Put the entries below into a two-column CSV with the header row instruction,output. Give one row per entry, with the entry's text and its answer each in a single quoted field and any line breaks replaced by spaces, and leave the pictures out.

— Start of Listed records —

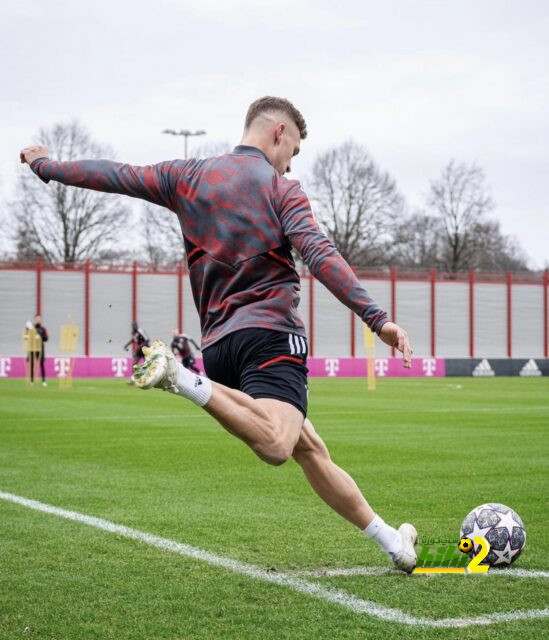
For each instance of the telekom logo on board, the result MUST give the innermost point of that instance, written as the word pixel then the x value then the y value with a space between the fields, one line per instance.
pixel 119 367
pixel 62 366
pixel 429 366
pixel 332 366
pixel 5 367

— End of Listed records —

- [Result of this task]:
instruction,output
"For each instance of the telekom logo on board, the result MUST give the innermost point of that instance, written as the word pixel then the x value then the y value with a space between the fields, one line per instance.","pixel 119 367 pixel 62 366 pixel 429 366 pixel 332 366 pixel 5 367"